### Objectives
1 > From the Albufeira text, list every place whose distance from Albufeira is given, along with that distance.
2 > According to the Albufeira text, what was the population of the municipality in 2011?
3 > Carry on the Albufeira text from its last sentence.

### Page extract
○ ○ ○ ○ ○

Praia dos Pescadores in the municipality of Albufeira
|Coordinates: / 37.08972; -8.24583 / 37.08972; -8.24583|
|• President||Carlos Eduardo da Silva e Sousa (PSD)|
|• Total||140.66 km (54.31 sq mi)|
|Lowest elevation||0 m (0 ft)|
|• Density||290/km (750/sq mi)|
|Time zone||WET/WEST (UTC+0/+1)|
|Patron||Nossa Senhora da Conceição|
Albufeira (Portuguese pronunciation: [aɫβuˈfejɾɐ] ( listen)) is a city, seat and municipality in the district of Faro, in the southernmost Portuguese region of the Algarve. The municipality population in 2011 was 40,828, in an area of 140.66 square kilometres (54.31 square miles). The city proper had a population of 13,646 in 2001. It is 250 kilometres (160 mi) from Lisbon, and is within close proximity of Paderne Castle. Lagos is located 30 kilometres (19 mi) to the west, and Faro 45 kilometres (28 mi) to the south-east. A tourist destination (due to its coastal conditions), Albufeira expands to approximately 300,000 residents during the summer and during New Year celebrations, owing to the number of hotels and lodgings in the district, that includes marina facilities, golf courses, restaurants and bars for the annual flood of visitors.

○ ○ ○ ○ ○

### Supplied information
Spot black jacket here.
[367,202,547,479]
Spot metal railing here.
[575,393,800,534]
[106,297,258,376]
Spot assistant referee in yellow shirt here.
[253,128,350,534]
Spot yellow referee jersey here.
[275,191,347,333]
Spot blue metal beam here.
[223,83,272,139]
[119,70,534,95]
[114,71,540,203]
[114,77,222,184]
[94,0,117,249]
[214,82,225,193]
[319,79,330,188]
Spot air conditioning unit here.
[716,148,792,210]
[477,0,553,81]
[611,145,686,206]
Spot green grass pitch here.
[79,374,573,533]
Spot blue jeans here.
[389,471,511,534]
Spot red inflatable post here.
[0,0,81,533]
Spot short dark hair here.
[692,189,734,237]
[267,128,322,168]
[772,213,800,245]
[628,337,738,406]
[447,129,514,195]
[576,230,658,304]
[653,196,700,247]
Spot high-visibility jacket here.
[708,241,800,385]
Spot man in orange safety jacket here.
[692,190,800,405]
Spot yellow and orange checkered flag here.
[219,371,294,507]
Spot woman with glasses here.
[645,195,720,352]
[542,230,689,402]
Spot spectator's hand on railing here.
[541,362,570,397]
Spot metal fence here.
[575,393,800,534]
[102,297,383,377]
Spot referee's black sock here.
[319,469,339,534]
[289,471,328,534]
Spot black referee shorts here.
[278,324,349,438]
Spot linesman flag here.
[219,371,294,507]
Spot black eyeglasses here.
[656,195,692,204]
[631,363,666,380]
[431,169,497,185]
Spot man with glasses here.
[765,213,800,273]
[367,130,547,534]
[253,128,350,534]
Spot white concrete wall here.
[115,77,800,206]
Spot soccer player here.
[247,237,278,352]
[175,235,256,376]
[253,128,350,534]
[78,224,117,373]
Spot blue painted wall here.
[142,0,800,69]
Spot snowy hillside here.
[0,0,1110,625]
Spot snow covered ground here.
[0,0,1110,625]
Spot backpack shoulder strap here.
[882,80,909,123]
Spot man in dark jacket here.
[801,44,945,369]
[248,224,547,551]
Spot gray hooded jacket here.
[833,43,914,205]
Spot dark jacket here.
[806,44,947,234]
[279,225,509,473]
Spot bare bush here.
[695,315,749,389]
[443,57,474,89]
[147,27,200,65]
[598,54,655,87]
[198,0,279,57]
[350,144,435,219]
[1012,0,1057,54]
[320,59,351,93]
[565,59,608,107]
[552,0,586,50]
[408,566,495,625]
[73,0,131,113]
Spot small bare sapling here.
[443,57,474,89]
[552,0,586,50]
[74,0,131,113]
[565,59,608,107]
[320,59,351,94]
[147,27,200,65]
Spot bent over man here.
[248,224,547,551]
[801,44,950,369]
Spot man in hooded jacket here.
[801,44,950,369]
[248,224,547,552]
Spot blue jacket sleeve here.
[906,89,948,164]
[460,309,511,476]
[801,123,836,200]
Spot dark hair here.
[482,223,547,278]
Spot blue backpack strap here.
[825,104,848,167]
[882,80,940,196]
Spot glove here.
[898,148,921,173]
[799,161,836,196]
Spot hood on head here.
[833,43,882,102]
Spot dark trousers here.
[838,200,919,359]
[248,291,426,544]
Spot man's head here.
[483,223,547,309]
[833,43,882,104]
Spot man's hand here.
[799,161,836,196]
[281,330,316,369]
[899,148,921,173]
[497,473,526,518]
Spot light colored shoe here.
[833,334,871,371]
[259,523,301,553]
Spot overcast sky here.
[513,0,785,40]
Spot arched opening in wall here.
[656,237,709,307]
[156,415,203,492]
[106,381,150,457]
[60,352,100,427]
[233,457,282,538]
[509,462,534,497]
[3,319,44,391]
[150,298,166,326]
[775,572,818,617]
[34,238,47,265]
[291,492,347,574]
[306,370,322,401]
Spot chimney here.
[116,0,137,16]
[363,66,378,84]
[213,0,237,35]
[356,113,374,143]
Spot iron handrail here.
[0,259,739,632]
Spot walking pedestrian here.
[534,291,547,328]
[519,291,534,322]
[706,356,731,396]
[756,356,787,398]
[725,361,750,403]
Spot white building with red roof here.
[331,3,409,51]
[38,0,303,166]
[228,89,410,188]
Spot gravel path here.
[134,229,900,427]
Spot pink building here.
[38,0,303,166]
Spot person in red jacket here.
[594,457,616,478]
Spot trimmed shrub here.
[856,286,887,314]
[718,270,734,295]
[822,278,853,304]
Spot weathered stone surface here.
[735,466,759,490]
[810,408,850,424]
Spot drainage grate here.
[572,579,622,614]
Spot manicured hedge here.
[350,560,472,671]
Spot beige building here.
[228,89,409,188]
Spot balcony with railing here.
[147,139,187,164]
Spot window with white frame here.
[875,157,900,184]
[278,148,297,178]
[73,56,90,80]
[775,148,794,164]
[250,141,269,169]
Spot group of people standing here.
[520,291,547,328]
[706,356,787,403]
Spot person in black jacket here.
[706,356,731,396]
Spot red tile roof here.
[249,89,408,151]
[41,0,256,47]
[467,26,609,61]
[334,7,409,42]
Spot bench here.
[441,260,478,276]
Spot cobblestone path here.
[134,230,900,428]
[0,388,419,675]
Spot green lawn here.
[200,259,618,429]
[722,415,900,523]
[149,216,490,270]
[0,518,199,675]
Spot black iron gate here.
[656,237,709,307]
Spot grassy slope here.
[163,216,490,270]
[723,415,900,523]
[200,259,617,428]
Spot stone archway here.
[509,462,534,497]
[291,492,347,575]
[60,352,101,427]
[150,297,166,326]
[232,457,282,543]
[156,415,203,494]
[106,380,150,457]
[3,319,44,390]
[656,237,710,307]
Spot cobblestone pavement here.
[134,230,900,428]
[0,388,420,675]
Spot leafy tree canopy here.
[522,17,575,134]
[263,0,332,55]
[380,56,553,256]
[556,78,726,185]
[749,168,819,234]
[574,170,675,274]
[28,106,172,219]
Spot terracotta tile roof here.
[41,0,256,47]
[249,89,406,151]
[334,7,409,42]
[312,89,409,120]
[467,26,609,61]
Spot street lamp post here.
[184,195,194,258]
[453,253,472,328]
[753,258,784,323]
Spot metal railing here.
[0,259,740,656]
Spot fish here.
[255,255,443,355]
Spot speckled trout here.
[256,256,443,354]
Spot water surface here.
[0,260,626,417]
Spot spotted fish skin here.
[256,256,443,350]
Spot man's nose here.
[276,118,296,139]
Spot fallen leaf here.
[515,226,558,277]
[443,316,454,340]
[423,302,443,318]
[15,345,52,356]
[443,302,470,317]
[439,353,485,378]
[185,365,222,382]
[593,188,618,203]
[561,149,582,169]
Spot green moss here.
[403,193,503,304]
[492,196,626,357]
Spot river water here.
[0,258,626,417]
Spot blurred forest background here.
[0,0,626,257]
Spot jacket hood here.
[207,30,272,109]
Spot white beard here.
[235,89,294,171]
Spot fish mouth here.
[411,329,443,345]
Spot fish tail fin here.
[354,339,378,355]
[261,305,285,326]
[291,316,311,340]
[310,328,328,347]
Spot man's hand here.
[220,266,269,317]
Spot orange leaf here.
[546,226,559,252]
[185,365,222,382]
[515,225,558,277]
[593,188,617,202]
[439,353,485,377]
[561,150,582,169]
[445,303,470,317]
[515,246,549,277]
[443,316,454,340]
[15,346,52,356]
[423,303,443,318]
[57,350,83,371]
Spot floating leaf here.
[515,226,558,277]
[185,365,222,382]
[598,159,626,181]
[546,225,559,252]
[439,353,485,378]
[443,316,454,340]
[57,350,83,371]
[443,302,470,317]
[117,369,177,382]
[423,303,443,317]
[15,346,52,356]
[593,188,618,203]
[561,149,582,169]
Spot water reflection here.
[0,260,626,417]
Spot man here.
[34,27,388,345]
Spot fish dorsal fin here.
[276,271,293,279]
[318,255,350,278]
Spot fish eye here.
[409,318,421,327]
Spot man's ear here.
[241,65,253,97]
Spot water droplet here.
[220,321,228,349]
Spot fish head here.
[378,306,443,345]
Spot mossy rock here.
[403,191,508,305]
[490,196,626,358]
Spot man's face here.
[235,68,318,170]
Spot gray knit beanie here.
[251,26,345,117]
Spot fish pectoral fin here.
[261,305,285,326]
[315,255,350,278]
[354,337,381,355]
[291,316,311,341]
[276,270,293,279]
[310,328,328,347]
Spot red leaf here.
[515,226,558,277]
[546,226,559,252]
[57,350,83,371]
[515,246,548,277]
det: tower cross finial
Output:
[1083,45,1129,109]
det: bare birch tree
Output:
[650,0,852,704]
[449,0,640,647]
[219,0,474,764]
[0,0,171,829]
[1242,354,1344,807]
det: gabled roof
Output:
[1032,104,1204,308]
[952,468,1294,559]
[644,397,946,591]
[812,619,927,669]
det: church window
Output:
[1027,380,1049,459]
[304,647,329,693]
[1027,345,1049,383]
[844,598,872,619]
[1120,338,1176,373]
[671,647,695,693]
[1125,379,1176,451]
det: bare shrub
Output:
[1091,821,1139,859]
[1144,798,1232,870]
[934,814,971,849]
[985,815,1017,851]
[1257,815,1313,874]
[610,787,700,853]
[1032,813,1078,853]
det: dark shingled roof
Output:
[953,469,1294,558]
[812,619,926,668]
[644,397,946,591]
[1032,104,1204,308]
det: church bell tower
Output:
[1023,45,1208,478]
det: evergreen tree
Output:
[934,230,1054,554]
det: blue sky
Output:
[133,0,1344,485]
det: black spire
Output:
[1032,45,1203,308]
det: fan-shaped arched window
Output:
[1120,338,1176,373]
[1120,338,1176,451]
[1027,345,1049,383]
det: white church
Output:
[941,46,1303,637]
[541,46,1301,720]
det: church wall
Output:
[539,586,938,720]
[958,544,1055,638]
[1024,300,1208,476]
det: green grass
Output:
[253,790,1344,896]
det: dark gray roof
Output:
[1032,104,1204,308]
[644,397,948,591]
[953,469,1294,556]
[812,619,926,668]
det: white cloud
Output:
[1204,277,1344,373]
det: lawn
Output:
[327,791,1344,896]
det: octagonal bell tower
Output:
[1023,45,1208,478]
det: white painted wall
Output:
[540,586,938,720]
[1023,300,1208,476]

○ ○ ○ ○ ○

### Answer list
1 >
Lisbon, 250 kilometres (160 mi)
Lagos, 30 kilometres (19 mi) to the west
Faro, 45 kilometres (28 mi) to the south-east

2 > 40,828

3 >
It is unclear when the first settlements specifically formed in the region of Albufeira, although scientific research suggest origins during the pre-historic epoch, and that the town of Albufeira formed as an out-port of the maritime fishery. The primitive settlement was occupied by the Romans, named it Baltum, introducing a centralized administrative structure and developing intense agricultural activities along with commerce. The Romans constructed aqueducts, roads and bridges, of which parts still remain.
The name originated from the Arab Al-buhera, which means castle of the sea, owing to its location along the coast, or the alternately al-Buħayra, for the lagoon, in reference to the lagoon that formed in the lowlands. The Arabs constructed strong defensive structures, making the area almost impregnable, allowing this area to remain in the hands of their forces longer than other possessions in Portugal. The development of agriculture during this period was notable, with the introduction of new techniques and plant species. The Moors used the plow and fertilizers, as well as winches for lifting the water from the wells, introducing the irrigation of fields, constructing dams and transforming uncultivated areas into gardens and orchards.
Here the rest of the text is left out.